▶ Source extract
* * * * *

To: TimF who wrote (132637)2/13/2001 1:45:34 PM
From: pgerassi  Read Replies (1) | Respond to of 1570915
 
Dear Tim:

The most damage by any large explosive like a nuclear bomb is damage due to the shockwave created by the explosion. The impact of the shockwave decreases as the wave radiates outward. The impact thus, is proportional to the inverse of the square of the distance to the initial detonation. Thus to double the distance with the same impact requires 4 times the energy (actually somewhat more due to friction and other such damping effects).

Hiroshima and Nagasaki were somewhat less than 20KT each and had a kill radius of about 2 miles (number pulled from a recent documentary). MIRV warheads are generally between 50 and 500KT or have kill radiuses of 3 and 10 miles. There exist nuclear warheads to 3MT or a kill radius of 24 miles. Thermonuclear ((D)ueterium-(T)ritium (isotopes of Hydrogen)) bombs exist to 100MT with 60MT being a typical size (largest ever exploded was a 57MT by the USSR). Thus, the 100MT DT bomb has a kill radius of about 140 miles.

The largest designed is a 2GT bomb with a cobalt casing which was never built. This would have a kill radius of 630 miles but, the cobalt casing would turn into a highly radioactive isotope of Cobalt-60 with a half-life of 5 years and blow it evenly over the entire world. This would probably cause all unprotected people in the world to die of radiation poisoning (Cobalt is taken up into the body for use in bones, etc.). There probably is some order never to build it for the above reason.

Most bombs in the inventories of all countries is in the MIRV sizes as they are highly reliable and low maintenance. The DT bombs have a high maintenance due to the short half life of Tritium (around 1 year IIRC).

Pete



To: TimF who wrote (132637)2/13/2001 1:46:42 PM
From: hmaly  Read Replies (1) | Respond to of 1570915
 
Tim Re..You overestimate the effect of a single nuclear weapon a bit. First of all almost no nuclear weapons are more powerful then 20 megatons. A bomb of that size would destroy a large city and devastate its suburbs. <<<<<

I believe I got that from a Scientific American article I read approx. 15 yrs ago. First of all, hydrogen bombs currently are smaller because mirved missiles do more destruction than I big bomb, but back in the early 60's; either they did exist or quite simply the article was using that as a theoretical example.

* * * * *

Collection entries
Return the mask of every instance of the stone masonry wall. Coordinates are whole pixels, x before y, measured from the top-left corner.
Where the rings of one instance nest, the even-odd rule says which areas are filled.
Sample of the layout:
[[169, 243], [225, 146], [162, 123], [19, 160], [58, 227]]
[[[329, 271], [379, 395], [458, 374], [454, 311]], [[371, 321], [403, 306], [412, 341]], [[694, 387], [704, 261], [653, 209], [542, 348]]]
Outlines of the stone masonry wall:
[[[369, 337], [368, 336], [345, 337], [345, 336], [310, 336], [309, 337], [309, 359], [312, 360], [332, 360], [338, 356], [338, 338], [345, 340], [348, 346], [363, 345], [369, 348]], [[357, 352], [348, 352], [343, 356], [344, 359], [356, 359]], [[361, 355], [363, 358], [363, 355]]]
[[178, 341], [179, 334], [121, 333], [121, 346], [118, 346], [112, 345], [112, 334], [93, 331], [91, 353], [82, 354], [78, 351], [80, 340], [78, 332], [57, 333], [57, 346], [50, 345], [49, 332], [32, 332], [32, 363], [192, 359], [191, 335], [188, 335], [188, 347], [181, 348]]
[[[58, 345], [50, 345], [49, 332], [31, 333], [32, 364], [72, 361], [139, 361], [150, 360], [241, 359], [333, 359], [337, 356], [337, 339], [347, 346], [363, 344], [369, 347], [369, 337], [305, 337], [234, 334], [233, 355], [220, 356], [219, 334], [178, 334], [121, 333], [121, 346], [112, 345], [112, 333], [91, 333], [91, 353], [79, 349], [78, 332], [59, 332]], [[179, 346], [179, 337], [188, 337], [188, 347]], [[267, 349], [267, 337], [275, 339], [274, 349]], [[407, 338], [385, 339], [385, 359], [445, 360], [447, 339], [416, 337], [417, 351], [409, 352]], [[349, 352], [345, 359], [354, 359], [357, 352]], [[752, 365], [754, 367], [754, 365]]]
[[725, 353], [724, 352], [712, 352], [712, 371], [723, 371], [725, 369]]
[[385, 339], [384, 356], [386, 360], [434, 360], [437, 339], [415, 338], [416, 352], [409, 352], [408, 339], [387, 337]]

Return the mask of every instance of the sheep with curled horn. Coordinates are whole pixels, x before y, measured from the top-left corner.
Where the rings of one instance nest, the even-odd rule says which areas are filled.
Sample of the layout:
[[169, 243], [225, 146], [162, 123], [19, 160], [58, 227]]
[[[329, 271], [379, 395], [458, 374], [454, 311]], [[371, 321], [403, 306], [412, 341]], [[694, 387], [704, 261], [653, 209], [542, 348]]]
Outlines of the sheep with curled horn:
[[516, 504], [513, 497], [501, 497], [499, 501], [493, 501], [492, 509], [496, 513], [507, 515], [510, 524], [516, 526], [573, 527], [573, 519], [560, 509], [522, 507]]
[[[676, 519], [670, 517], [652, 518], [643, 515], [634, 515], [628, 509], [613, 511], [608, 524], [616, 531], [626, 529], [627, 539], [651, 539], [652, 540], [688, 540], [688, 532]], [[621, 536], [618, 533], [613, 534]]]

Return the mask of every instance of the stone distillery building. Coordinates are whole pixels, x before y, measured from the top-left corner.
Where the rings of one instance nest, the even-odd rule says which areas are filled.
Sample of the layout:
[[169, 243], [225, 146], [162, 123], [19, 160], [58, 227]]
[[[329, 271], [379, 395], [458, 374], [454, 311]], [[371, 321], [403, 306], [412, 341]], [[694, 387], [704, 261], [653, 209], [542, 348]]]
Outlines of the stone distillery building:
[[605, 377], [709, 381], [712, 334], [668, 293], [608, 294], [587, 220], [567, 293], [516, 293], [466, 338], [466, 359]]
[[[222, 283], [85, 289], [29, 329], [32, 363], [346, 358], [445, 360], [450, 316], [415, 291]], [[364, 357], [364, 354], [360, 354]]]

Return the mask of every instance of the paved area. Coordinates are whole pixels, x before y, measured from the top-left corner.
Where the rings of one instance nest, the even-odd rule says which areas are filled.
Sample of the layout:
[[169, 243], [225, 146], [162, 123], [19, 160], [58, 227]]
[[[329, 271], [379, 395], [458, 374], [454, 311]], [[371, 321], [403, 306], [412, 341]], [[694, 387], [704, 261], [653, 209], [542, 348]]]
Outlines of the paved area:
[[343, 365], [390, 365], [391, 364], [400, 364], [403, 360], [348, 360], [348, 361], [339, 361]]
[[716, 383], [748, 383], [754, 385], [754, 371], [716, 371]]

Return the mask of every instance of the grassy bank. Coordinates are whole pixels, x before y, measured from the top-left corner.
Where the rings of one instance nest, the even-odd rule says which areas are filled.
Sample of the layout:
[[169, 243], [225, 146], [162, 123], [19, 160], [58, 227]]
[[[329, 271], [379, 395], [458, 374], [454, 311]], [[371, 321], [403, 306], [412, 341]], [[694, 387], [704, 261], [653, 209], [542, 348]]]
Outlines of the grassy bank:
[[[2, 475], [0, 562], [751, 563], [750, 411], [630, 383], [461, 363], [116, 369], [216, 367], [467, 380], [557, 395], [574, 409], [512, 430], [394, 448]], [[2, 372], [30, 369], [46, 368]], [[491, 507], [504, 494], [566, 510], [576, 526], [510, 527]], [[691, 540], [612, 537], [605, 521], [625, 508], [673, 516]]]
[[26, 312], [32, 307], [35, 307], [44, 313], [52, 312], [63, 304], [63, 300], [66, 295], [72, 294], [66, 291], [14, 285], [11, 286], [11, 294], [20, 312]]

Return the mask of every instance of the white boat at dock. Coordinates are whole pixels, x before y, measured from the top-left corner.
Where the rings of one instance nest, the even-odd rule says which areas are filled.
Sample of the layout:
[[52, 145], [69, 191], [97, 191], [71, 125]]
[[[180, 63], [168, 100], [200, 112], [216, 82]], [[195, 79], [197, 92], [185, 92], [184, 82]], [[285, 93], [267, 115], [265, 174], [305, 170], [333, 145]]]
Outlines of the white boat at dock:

* * * * *

▶ Set of tasks
1) According to the nuclear weapons posts, why does doubling the distance at the same impact take four times the energy? Explain in one to three sentences.
2) In the nuclear weapons posts, what was the largest bomb ever exploded?
3) Quote the passage of the nuclear weapons posts from "To: TimF who wrote (132637)2/13/2001 1:46:42" to "a theoretical example.".

▶ Outputs in order
1) The impact of the shockwave is proportional to the inverse of the square of the distance from the detonation. Doubling the distance therefore cuts the impact to a quarter, so four times the energy is needed to match it. Somewhat more is actually required because of friction and other damping effects.

2) A 57MT bomb, exploded by the USSR.

3)
To: TimF who wrote (132637)2/13/2001 1:46:42 PM
From: hmaly  Read Replies (1) | Respond to of 1570915
 
Tim Re..You overestimate the effect of a single nuclear weapon a bit. First of all almost no nuclear weapons are more powerful then 20 megatons. A bomb of that size would destroy a large city and devastate its suburbs. <<<<<

I believe I got that from a Scientific American article I read approx. 15 yrs ago. First of all, hydrogen bombs currently are smaller because mirved missiles do more destruction than I big bomb, but back in the early 60's; either they did exist or quite simply the article was using that as a theoretical example.